Source extract.
........

Acked-by: Kristen Carlson Accardi <kristen@linux.intel.com>

BTW - I think I can see an issue here with HWP enabled systems.  It
looks to me like the hwp settings will not be programmed correctly
during a governor switch.  This probably needs to be addressed in a
separate patch.

> ---
>  drivers/cpufreq/intel_pstate.c |  120 +++++++++++++++++++++++++---------------
>  1 file changed, 75 insertions(+), 45 deletions(-)
> 
> diff --git a/drivers/cpufreq/intel_pstate.c b/drivers/cpufreq/intel_pstate.c
> index 3af9dd7..78b4be5 100644
> --- a/drivers/cpufreq/intel_pstate.c
> +++ b/drivers/cpufreq/intel_pstate.c
> @@ -156,7 +156,20 @@ struct perf_limits {
>  	int min_sysfs_pct;
>  };
>  
> -static struct perf_limits limits = {
> +static struct perf_limits performance_limits = {
> +	.no_turbo = 0,
> +	.turbo_disabled = 0,
> +	.max_perf_pct = 100,
> +	.max_perf = int_tofp(1),
> +	.min_perf_pct = 100,
> +	.min_perf = int_tofp(1),
> +	.max_policy_pct = 100,
> +	.max_sysfs_pct = 100,
> +	.min_policy_pct = 0,
> +	.min_sysfs_pct = 0,
> +};
> +
> +static struct perf_limits powersave_limits = {
>  	.no_turbo = 0,
>  	.turbo_disabled = 0,
>  	.max_perf_pct = 100,
> @@ -169,6 +182,12 @@ static struct perf_limits limits = {
>  	.min_sysfs_pct = 0,
>  };
>  
> +#ifdef CONFIG_CPU_FREQ_DEFAULT_GOV_PERFORMANCE
> +static struct perf_limits *limits = &performance_limits;
> +#else
> +static struct perf_limits *limits = &powersave_limits;
> +#endif
> +
>  static inline void pid_reset(struct _pid *pid, int setpoint, int busy,
>  			     int deadband, int integral) {
>  	pid->setpoint = setpoint;
> @@ -255,7 +274,7 @@ static inline void update_turbo_state(void)
>  
>  	cpu = all_cpu_data[0];
>  	rdmsrl(MSR_IA32_MISC_ENABLE, misc_en);
> -	limits.turbo_disabled =
> +	limits->turbo_disabled =
>  		(misc_en & MSR_IA32_MISC_ENABLE_TURBO_DISABLE ||
>  		 cpu->pstate.max_pstate == cpu->pstate.turbo_pstate);
>  }
> @@ -274,14 +293,14 @@ static void intel_pstate_hwp_set(void)

........

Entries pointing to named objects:
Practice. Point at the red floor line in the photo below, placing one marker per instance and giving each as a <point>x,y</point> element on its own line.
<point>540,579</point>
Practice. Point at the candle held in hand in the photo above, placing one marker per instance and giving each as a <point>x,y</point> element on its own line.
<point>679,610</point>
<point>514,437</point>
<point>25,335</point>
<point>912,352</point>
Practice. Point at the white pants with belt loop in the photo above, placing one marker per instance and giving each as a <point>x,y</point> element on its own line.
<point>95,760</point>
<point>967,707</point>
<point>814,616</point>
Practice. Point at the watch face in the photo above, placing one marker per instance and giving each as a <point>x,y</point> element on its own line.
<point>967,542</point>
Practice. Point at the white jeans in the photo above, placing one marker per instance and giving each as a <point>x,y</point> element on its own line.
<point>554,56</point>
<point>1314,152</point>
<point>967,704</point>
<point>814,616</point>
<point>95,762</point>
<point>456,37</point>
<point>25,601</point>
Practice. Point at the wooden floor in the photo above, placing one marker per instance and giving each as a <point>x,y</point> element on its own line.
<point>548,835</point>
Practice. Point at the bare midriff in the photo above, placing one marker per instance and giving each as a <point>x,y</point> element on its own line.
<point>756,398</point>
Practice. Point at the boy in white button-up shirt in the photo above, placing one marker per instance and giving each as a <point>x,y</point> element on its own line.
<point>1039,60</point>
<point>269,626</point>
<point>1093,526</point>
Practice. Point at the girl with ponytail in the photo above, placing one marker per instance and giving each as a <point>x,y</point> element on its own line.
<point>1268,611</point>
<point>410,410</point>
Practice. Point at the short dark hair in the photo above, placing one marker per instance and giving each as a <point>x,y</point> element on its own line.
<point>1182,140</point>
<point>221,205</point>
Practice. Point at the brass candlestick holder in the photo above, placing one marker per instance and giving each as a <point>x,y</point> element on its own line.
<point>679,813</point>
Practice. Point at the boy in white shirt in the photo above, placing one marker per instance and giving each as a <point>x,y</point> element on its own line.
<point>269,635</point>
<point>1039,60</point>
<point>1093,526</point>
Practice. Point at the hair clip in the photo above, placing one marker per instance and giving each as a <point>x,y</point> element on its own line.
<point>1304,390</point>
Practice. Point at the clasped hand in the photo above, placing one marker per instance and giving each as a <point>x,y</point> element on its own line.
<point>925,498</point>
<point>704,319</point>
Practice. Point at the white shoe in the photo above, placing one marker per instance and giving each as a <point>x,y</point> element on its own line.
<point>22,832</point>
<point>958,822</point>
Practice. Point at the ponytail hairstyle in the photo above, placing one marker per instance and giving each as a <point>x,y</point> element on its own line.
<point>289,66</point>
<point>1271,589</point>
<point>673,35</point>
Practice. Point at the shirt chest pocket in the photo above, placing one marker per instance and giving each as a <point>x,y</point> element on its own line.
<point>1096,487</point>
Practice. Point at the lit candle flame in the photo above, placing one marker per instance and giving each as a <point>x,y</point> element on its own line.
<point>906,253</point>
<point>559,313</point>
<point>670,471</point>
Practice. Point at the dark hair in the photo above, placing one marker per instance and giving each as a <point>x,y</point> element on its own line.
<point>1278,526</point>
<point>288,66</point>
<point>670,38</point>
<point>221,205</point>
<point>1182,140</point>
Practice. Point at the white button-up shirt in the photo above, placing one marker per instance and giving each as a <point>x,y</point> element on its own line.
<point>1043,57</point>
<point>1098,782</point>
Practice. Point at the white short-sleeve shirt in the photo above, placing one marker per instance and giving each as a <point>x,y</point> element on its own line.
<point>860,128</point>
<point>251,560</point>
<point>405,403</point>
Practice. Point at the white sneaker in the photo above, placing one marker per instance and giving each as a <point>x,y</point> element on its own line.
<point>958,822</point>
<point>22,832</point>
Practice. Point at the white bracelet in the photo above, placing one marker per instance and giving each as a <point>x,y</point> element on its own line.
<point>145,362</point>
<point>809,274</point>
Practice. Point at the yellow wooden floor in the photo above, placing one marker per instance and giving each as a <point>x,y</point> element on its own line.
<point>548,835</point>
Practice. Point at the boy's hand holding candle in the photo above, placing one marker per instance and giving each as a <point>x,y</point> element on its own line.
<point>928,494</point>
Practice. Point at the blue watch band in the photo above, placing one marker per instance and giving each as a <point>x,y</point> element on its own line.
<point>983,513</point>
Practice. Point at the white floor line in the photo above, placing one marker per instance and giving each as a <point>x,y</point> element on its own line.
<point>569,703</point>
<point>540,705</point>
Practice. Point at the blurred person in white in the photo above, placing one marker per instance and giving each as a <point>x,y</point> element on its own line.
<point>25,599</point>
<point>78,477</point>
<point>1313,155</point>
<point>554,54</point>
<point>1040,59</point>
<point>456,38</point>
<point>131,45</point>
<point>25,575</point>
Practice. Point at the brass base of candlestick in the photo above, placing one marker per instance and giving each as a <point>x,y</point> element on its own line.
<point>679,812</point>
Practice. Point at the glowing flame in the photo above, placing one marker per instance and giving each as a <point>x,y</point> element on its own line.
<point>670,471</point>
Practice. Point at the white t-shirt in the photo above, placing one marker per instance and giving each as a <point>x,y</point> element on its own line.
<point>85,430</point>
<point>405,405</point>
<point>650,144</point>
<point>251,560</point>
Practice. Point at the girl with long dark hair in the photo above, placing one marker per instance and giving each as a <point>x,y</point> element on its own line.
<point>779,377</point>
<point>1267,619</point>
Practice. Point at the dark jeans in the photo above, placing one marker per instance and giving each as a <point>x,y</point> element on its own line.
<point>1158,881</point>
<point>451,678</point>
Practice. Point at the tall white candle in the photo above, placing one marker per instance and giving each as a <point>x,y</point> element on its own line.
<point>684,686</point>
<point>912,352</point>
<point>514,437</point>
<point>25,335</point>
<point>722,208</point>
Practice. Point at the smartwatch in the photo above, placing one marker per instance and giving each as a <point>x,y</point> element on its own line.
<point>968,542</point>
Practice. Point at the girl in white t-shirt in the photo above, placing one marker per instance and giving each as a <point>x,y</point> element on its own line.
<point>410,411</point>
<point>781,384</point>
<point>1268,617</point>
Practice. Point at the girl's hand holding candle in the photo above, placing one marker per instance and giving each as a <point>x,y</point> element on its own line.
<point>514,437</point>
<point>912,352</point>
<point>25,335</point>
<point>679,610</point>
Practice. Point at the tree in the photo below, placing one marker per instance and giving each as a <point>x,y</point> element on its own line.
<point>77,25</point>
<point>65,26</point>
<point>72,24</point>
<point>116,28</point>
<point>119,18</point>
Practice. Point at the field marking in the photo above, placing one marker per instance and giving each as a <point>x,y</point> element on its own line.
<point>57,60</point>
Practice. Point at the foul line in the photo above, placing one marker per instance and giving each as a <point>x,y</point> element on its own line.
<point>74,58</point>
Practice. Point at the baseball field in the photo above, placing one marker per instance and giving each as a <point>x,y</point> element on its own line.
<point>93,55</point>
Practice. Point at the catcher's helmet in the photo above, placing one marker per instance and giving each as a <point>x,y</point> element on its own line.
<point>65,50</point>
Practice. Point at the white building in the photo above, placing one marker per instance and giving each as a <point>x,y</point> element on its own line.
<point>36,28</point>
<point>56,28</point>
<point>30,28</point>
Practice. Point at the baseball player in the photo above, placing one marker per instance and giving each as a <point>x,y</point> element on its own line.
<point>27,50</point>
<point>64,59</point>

........

Stated exercise 1. In the intel_pstate patch review, which structure does the new limits pointer start out pointing to, and what decides that?
Stated exercise 2. Continue the intel_pstate patch review, starting after its final line.

Answer 1. If CONFIG_CPU_FREQ_DEFAULT_GOV_PERFORMANCE is defined, limits starts out pointing to performance_limits. Otherwise the #else branch makes it point to powersave_limits.

Answer 2.
>  
>  	for_each_online_cpu(cpu) {
>  		rdmsrl_on_cpu(cpu, MSR_HWP_REQUEST, &value);
> -		adj_range = limits.min_perf_pct * range / 100;
> +		adj_range = limits->min_perf_pct * range / 100;
>  		min = hw_min + adj_range;
>  		value &= ~HWP_MIN_PERF(~0L);
>  		value |= HWP_MIN_PERF(min);
>  
> -		adj_range = limits.max_perf_pct * range / 100;
> +		adj_range = limits->max_perf_pct * range / 100;
>  		max = hw_min + adj_range;
> -		if (limits.no_turbo) {
> +		if (limits->no_turbo) {
>  			hw_max = HWP_GUARANTEED_PERF(cap);
>  			if (hw_max < max)
>  				max = hw_max;
> @@ -350,7 +369,7 @@ static void __init intel_pstate_debug_expose_params(void)
>  	static ssize_t show_##file_name					\
>  	(struct kobject *kobj, struct attribute *attr, char *buf)	\
>  	{								\
> -		return sprintf(buf, "%u\n", limits.object);		\
> +		return sprintf(buf, "%u\n", limits->object);		\
>  	}
>  
>  static ssize_t show_turbo_pct(struct kobject *kobj,
> @@ -386,10 +405,10 @@ static ssize_t show_no_turbo(struct kobject *kobj,
>  	ssize_t ret;
>  
>  	update_turbo_state();
> -	if (limits.turbo_disabled)
> -		ret = sprintf(buf, "%u\n", limits.turbo_disabled);
> +	if (limits->turbo_disabled)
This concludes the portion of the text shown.